RAW DATA
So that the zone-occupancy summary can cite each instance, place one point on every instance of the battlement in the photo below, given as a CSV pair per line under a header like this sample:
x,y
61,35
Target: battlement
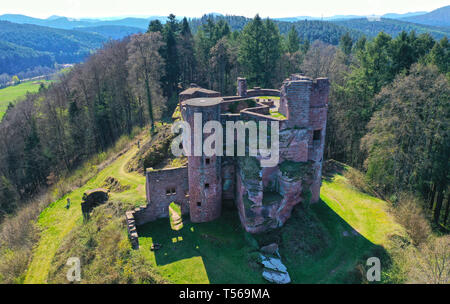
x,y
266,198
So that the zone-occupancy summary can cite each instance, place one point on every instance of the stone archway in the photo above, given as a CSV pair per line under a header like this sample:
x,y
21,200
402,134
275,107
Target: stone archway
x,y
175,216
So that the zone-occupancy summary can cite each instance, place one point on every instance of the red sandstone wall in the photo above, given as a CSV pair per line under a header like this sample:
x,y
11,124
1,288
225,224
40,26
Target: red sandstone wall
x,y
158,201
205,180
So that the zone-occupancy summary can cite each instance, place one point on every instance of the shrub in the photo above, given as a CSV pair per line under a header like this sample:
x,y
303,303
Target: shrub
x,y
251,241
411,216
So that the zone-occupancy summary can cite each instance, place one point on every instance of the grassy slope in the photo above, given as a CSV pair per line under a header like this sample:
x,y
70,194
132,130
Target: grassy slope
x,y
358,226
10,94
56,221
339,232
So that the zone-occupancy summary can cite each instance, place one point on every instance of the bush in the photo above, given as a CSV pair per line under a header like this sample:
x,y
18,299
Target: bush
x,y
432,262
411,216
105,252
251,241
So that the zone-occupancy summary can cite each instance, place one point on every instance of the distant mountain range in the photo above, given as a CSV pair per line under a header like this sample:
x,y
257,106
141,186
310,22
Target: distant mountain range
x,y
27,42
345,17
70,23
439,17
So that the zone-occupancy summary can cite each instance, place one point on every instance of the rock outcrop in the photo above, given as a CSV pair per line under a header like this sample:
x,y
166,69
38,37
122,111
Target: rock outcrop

EXERCISE DIRECTIONS
Which lines of the records above contain the word "rock"? Show each of them.

RESPONSE TO THIS TASK
So that the zone-occupancy summary can cite each instance, place one point on every instance of the rock outcrop in the photo above, given as a CSV pair per line under a header like this sample:
Target: rock outcrop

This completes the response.